1 Jewgenija Schachowskaja - Erste Militärfliegerin der Geschichte?

Eine fliegerische Ausbildung von Frauen fand nur in wenigen Ländern (z.B. Deutsches Reich, USA, Frankreich) schon vor 1914 statt.
Die Frauenquote unter den Flugschülern betrug vor 1910 wie auch heute unter 10%. Bereits 1910 flog Katherine Wright – Schwester der berühmten Gebrüder Wright – mit einem der ersten Flugzeuge überhaupt.
In Berlin befand sich um 1910 am Flugplatz Johannisthal eines der wichtigsten europäischen Flugzentren, das Interessierte aus allen Teilen der Welt anzog.
Zudem befand sich dort ein Flugzeugwerk der Wright-Brüder, in dem unter anderem die Russin Jewgenija Schachowskaja 1912 die deutsche Fluglizenz (Nr. 274) erwarb.
Schachowskajas Weg zum Flugschüler war für die Zeit vor 1914 typisch: als Cousine des Zaren Nikolaus II. hatte sie als Adlige genug Geld und Zeit, um sich einem damals wie heute exklusiven Hobby zu widmen. Darüber hinaus zeigte sie als Einfliegerin für die Wright-Werke, dass sie neue Flugzeuge praktischen Tests unterziehen konnte und den dafür nötigen Mut und technische Kompetenz besaß. Sie flog in Berlin auch Flugvorführungen und erwarb sich einen Ruf als furchtlose Pilotin.
Mit dem Chefpiloten der Wright-Werke, Asewolod Abramowitsch verband Sie eine Liebesbeziehung. 1912 bot sie dem italienischen Militär ihre Dienste im Italienisch-Türkischen Krieg an - dem ersten Krieg überhaupt, in dem Luftkriegsmittel eingesetzt wurden. Dieses wurde durch Italien aber abgelehnt. Bei einem gemeinsamen Flug mit Abramowitsch im April 1913 auf dem Flugplatz Johannisthal wurde ihr Flugzeug von einer Böe erfasst, die ein weiteres Flugzeug erzeugt hatte, und stürzte ab. Nach dem Tod Abramowitschs soll sie geschworen haben, nie mehr zu fliegen.

#### ZIELE
1/ Geben Sie aus dem Text über Jewgenija Schachowskaja den Abschnitt von „Die Frauenquote unter“ bis „ersten Flugzeuge überhaupt.“ wortgetreu aus.
2/ Erläutern Sie in ein bis drei Sätzen, weshalb Schachowskajas Weg zur Flugschülerin laut dem Text über Jewgenija Schachowskaja für die Zeit vor 1914 typisch war.
3/ Setzen Sie den Text über Jewgenija Schachowskaja im Anschluss an seinen letzten Satz fort.
Die Datensätze sind eigenständiges Material und gehören nicht zum Text über Jewgenija Schachowskaja.

#### BEREITGESTELLTE DATEN
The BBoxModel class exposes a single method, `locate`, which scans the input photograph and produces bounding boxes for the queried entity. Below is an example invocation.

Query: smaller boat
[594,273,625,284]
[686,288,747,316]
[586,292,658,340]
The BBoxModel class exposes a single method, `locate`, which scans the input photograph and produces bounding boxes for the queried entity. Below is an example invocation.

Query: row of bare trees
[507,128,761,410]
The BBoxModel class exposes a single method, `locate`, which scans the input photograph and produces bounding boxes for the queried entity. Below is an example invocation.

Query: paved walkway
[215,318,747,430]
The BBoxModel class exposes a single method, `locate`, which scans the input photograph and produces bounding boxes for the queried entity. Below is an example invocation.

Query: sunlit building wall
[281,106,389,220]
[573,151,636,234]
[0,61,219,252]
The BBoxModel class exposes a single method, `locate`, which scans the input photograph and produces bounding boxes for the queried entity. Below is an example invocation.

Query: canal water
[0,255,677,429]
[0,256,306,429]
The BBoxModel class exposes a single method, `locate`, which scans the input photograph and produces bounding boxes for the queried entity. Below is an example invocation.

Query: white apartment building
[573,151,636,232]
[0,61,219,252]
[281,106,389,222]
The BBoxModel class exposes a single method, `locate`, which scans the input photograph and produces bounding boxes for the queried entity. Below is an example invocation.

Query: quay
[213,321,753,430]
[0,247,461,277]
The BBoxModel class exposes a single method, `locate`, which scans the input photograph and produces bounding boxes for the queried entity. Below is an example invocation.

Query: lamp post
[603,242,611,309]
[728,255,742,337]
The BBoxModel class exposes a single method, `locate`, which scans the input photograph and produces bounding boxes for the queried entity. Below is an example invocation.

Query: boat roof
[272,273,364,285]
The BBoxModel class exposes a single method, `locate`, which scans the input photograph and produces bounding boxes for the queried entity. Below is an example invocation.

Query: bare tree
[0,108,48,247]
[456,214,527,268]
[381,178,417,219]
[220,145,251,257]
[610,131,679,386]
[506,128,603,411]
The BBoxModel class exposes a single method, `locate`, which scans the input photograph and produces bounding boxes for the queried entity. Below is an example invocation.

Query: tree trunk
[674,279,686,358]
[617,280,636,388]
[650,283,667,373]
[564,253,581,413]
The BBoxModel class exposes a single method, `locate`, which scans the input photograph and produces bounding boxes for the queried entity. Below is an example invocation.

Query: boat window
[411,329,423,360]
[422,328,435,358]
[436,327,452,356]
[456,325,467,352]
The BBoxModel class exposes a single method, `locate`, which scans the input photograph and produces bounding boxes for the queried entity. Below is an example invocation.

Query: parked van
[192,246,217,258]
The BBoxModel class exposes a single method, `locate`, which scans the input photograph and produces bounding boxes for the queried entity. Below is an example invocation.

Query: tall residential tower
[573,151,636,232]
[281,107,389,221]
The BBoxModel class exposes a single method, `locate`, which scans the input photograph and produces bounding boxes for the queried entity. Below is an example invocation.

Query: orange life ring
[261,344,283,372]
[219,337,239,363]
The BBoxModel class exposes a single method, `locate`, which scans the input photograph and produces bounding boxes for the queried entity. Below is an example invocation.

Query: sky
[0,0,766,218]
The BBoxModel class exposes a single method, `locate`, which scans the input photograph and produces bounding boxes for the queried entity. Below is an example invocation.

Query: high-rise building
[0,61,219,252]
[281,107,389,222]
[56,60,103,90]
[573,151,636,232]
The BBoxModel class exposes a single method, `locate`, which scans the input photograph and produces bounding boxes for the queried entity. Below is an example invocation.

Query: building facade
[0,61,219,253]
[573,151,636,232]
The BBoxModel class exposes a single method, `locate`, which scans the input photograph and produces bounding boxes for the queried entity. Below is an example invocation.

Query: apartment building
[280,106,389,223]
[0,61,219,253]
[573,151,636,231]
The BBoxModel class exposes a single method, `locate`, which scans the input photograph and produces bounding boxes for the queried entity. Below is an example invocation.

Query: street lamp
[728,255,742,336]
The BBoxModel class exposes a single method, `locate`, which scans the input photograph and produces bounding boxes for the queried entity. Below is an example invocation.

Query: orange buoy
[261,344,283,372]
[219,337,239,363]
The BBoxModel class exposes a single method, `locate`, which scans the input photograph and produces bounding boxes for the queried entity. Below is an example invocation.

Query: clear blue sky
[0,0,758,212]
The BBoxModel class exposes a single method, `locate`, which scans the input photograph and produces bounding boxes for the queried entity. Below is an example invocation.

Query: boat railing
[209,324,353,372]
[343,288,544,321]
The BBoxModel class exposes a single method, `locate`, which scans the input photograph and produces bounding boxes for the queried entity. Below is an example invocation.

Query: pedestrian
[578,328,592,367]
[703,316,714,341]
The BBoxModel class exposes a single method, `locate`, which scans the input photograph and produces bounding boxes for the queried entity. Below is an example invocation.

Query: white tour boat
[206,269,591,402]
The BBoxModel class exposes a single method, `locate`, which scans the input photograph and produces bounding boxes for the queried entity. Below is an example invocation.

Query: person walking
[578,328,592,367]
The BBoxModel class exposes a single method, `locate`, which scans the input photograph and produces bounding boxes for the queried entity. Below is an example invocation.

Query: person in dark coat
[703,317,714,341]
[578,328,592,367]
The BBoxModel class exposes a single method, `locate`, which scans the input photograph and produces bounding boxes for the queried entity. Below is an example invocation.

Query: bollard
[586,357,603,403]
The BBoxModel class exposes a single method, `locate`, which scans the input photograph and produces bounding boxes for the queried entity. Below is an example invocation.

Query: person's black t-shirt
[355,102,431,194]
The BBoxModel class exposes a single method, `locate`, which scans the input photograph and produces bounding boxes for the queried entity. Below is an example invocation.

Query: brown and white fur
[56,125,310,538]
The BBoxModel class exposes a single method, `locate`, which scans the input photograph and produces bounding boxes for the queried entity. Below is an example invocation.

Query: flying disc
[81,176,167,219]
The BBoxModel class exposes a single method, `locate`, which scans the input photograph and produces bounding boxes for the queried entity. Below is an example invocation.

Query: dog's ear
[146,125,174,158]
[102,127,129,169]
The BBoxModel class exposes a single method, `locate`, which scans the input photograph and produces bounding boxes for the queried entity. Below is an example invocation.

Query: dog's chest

#### GEGEBENE ANTWORTEN
1/
Die Frauenquote unter den Flugschülern betrug vor 1910 wie auch heute unter 10%. Bereits 1910 flog Katherine Wright – Schwester der berühmten Gebrüder Wright – mit einem der ersten Flugzeuge überhaupt.

2/ Als Cousine des Zaren Nikolaus II. hatte sie als Adlige genug Geld und Zeit. Damit konnte sie sich dem Fliegen widmen, einem damals wie heute exklusiven Hobby.

3/
 
Über ihr weiteres Schicksal gibt es widersprüchliche Versionen. Einige Historiker sind sich sicher, dass Jewgenija Schachowskaja im Ersten Weltkrieg auf russischer Seite als erste Militärfliegerin der Geschichte am Krieg teilnahm, jedoch nur zu Aufklärungszwecken und nicht als Kampfpilotin. Bestätigt ist nur, dass sie das Fliegen in Berlin erlernte. Die russisch/ sowjetische Geschichtsschreibung mag die Biografie Schachowskajas im Nachhinein ausgeschmückt haben - gerade den russischen Bürgerkrieg betreffend sind die Quellen rar und die Spur Schachowskajas verliert sich in Spekulationen. In den 20er Jahren waren ca. 2% des Personals der roten Armee weiblich. Unter den ca. 60.000 Soldatinnen gab es auch Aufklärungs- und Transportfliegerinnen, der genaue Verbleib Schachowskajas bleibt jedoch historisch ungeklärt.

Literatur:
Lebow, Eilen F.: Before Amelia. Women Pilots in the Early Days of Aviation, Dulles (Virginia)   2002, S. 92ff.
Pennington, Reina: Wings, Women & War. Kansas 2001, S. 8.

Fragen:
1) Warum hat sich die Frauenquote unter den Flugschülern in den letzten 100 Jahren nicht signifikant geändert?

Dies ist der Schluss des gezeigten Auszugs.